▶ STATED EXERCISE
Please copy the lines of the listing below, starting with the line that contains "Q: Find one point on every instance of the pink" and going on through the end of the listing. Leave the pictures out of your copy.

Excerpts from pointing data:
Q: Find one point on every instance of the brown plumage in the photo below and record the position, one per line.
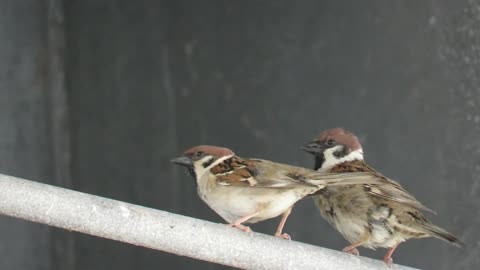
(381, 214)
(252, 190)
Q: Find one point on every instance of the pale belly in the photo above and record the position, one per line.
(233, 203)
(351, 216)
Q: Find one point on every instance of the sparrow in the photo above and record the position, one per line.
(381, 214)
(248, 190)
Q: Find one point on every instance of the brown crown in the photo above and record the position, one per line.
(340, 136)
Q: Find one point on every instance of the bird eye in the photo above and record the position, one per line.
(330, 142)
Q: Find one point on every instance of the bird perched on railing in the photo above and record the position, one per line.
(370, 215)
(246, 190)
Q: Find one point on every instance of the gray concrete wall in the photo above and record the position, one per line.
(146, 80)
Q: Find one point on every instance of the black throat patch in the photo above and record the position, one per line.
(319, 160)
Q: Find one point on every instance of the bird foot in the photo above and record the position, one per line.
(388, 261)
(241, 227)
(283, 235)
(351, 250)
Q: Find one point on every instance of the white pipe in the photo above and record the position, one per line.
(142, 226)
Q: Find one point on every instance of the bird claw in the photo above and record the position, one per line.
(353, 251)
(284, 236)
(388, 261)
(241, 227)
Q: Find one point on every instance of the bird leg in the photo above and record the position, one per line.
(279, 233)
(238, 223)
(388, 257)
(352, 248)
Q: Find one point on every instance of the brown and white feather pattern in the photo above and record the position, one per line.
(384, 213)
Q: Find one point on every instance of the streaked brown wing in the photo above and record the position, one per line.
(386, 188)
(257, 173)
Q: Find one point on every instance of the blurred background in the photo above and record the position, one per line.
(98, 96)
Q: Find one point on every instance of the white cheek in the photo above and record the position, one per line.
(200, 170)
(331, 160)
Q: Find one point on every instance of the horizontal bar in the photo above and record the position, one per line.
(160, 230)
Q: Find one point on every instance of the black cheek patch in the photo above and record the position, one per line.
(208, 163)
(319, 160)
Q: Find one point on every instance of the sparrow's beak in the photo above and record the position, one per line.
(183, 161)
(312, 148)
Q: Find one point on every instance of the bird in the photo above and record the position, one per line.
(249, 190)
(381, 214)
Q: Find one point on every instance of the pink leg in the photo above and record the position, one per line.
(279, 233)
(238, 223)
(352, 248)
(388, 257)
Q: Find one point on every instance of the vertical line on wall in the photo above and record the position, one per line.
(62, 243)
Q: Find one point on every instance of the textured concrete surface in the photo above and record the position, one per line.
(146, 80)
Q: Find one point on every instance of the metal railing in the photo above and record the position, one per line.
(165, 231)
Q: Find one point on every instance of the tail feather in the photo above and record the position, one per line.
(442, 234)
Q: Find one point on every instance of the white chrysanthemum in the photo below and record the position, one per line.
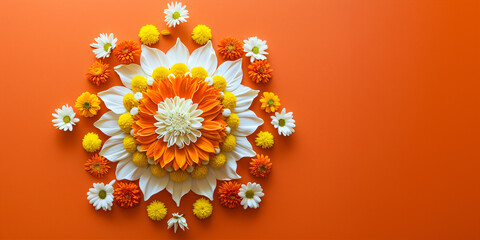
(64, 119)
(178, 121)
(151, 59)
(175, 14)
(177, 220)
(101, 196)
(255, 48)
(284, 122)
(104, 45)
(251, 194)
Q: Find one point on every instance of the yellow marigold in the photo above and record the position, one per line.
(156, 210)
(201, 34)
(264, 140)
(270, 102)
(87, 104)
(91, 142)
(202, 208)
(149, 34)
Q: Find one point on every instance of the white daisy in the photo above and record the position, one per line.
(177, 220)
(64, 119)
(151, 59)
(284, 122)
(251, 194)
(104, 45)
(101, 196)
(255, 48)
(175, 13)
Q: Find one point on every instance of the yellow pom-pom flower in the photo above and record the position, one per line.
(179, 69)
(160, 73)
(229, 144)
(199, 72)
(87, 104)
(270, 102)
(229, 101)
(233, 121)
(125, 122)
(264, 140)
(129, 144)
(218, 161)
(91, 142)
(129, 101)
(220, 83)
(149, 34)
(202, 208)
(139, 83)
(201, 34)
(156, 210)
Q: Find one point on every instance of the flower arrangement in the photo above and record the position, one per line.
(178, 123)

▶ RESPONSE
Q: Find one point on every instance of the pink leg in the photo above and record the position, one per line.
(279, 233)
(238, 223)
(352, 248)
(388, 257)
Q: Find one point on every instance of the vertical line on wall in the photo above and record the position, one per line.
(62, 243)
Q: Find one point on every instance of the textured concrete surface in the photo above and record the position, one per line.
(146, 80)
Q: Find one point on every instance of the metal railing in the photo above and record the position, one per line.
(165, 231)
Q: Find one point on every instance of the tail feather in the photo above and record the position, one per line.
(442, 234)
Q: Find one point on every instance of the white chrysanthemum in the photo below and record the position, one per line.
(64, 119)
(178, 121)
(151, 59)
(175, 14)
(177, 220)
(101, 196)
(255, 48)
(284, 122)
(104, 45)
(251, 194)
Q: Find one point on every instance of the yellow marigold in the photo above and record the position, one per line.
(156, 210)
(201, 34)
(264, 140)
(270, 102)
(87, 104)
(91, 142)
(202, 208)
(149, 34)
Q: Find one point on every instance of the white daisy in the photo above and record the position, one per line.
(177, 220)
(64, 119)
(151, 59)
(284, 122)
(251, 194)
(104, 45)
(101, 196)
(255, 48)
(175, 13)
Q: Find one point on every instance of the yellow pom-pom flower in the photo above and record the position, one per line.
(179, 69)
(160, 73)
(229, 144)
(199, 72)
(87, 104)
(270, 102)
(229, 101)
(233, 121)
(125, 122)
(264, 140)
(129, 144)
(218, 161)
(91, 142)
(129, 101)
(220, 83)
(149, 34)
(202, 208)
(139, 83)
(201, 34)
(156, 210)
Q: Find one point on every instance of the flower arrangement in the photo above and record the position, one per line.
(178, 123)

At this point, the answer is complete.